__WHAT IS BEING ASKED__
Please copy the items below word for word, starting at the line that contains "# Detect every instance of horse's head" and ending at the line that contains "[121,152,128,157]", with both of those lines included.

[Entries on locating named things]

[START]

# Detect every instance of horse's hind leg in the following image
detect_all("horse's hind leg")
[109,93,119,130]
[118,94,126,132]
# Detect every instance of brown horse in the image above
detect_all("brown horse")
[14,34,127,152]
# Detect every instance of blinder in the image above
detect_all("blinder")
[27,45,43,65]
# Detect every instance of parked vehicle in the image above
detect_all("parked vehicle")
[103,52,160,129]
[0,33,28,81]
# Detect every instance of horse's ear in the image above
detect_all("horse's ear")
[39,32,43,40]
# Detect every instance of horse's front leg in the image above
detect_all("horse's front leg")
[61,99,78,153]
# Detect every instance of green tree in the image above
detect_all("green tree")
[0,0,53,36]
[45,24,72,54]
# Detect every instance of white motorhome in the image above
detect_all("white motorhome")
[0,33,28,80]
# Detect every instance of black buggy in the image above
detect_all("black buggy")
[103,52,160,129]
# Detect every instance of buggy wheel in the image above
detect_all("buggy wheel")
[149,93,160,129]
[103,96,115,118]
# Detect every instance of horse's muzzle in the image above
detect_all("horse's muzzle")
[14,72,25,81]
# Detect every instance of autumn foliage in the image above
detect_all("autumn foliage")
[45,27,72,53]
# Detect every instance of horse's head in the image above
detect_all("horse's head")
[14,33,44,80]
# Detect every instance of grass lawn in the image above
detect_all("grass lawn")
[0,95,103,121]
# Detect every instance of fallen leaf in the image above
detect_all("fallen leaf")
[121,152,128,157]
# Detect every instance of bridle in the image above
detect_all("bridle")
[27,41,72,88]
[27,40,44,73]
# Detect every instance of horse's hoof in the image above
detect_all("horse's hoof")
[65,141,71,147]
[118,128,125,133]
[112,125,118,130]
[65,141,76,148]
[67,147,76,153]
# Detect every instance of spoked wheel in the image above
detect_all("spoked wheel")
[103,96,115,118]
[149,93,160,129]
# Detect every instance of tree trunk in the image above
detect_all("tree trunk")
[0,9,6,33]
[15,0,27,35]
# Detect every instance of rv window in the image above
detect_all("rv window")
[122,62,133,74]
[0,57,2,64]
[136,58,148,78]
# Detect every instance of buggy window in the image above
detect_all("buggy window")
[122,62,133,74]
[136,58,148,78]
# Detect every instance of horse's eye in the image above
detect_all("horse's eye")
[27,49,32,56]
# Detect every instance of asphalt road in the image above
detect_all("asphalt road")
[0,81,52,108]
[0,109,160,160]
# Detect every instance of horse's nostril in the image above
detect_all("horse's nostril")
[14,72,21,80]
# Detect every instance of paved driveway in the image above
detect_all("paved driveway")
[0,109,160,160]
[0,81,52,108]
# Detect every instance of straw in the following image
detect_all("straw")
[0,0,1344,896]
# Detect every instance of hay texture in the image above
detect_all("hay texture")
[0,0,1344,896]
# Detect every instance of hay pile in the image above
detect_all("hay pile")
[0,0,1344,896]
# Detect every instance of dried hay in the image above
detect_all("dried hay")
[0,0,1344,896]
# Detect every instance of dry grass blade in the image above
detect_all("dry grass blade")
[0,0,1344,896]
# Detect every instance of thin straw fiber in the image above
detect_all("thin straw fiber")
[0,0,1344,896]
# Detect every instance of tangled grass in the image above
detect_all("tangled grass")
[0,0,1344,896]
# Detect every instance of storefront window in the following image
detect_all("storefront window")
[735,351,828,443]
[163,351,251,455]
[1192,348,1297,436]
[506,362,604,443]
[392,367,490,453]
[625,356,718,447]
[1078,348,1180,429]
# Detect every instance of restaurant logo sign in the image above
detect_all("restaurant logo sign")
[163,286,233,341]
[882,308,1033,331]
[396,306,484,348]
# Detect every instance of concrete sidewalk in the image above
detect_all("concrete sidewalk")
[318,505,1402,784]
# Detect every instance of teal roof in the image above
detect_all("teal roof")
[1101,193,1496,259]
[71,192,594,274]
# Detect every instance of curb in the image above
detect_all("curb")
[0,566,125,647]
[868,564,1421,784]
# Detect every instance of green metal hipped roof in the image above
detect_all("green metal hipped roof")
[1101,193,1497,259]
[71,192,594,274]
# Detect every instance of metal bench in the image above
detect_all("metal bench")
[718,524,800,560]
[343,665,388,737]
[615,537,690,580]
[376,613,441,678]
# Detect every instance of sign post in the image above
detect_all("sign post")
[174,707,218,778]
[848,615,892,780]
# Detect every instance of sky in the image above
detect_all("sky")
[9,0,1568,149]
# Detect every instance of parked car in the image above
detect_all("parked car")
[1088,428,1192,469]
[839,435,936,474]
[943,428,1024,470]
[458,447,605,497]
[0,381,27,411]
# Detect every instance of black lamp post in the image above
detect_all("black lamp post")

[END]

__THE OUTPUT__
# Detect every instance of horse's head in the image above
detect_all("horse's head")
[14,33,44,80]
# Detect every instance of grass lawn in the image above
detect_all("grass lawn")
[0,95,103,121]
# Detect every instance of fallen leaf in the image above
detect_all("fallen leaf")
[121,152,128,157]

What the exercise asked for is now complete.